**WHAT TO PRODUCE**
Every entry must reappear in your answer exactly as written, though its pictures must not.

Image-backed grounding data:

****************************************

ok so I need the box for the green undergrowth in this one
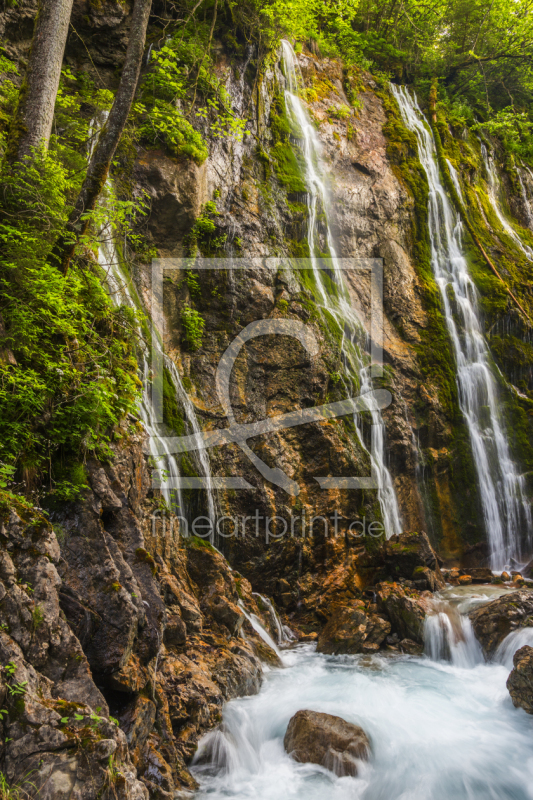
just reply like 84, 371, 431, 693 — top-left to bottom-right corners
0, 60, 145, 501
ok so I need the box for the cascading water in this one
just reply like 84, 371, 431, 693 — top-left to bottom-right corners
237, 600, 284, 661
281, 41, 402, 538
186, 66, 533, 800
424, 601, 484, 668
253, 593, 295, 645
93, 114, 216, 524
391, 85, 532, 569
481, 145, 533, 260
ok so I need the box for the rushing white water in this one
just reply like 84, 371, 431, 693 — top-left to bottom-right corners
391, 85, 532, 569
281, 41, 402, 538
495, 626, 533, 670
481, 145, 533, 260
192, 639, 533, 800
517, 168, 533, 228
424, 601, 484, 668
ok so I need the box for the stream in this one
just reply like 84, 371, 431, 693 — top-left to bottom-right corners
191, 586, 533, 800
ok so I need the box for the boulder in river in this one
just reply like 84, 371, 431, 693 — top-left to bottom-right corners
507, 646, 533, 714
469, 590, 533, 659
284, 709, 370, 777
316, 602, 390, 655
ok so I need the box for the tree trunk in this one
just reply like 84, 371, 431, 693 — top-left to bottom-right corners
52, 0, 153, 275
9, 0, 75, 160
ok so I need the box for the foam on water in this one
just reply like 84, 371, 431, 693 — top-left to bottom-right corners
191, 642, 533, 800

****************************************

**PROBLEM SOLUTION**
ok so I need the box for the green undergrowth in this one
just reply like 84, 371, 431, 693 — top-left to bottom-right corners
0, 60, 145, 501
ok so I need the box for the cascading water in this one
just reply like 84, 371, 431, 693 — top-left to bottom-right corners
237, 600, 284, 661
281, 41, 402, 538
186, 66, 533, 800
424, 601, 484, 668
253, 593, 295, 645
93, 114, 216, 524
391, 85, 532, 569
481, 145, 533, 260
ok so I need the box for the rushing white water in this one
just reply like 84, 371, 431, 693 — top-left to bottom-right corners
391, 85, 532, 569
281, 41, 402, 538
495, 626, 533, 670
481, 145, 533, 260
192, 639, 533, 800
517, 168, 533, 228
424, 601, 484, 668
ok so I need the box for the stream in this one
just reply like 84, 371, 431, 693 — top-left to bottom-right corners
191, 586, 533, 800
ok so I need the box for the boulder in river in this one
just reply like 84, 371, 431, 693 — top-left to bottom-right corners
507, 646, 533, 714
469, 590, 533, 659
284, 709, 370, 777
316, 602, 390, 655
ok so I need the box for the tree trunk in this one
just reply like 84, 371, 431, 693 — top-left to bottom-right corners
52, 0, 153, 275
9, 0, 75, 160
ok so I need the box for the foam on water in this one
just reply like 84, 371, 431, 693 — top-left to bottom-right corners
191, 642, 533, 800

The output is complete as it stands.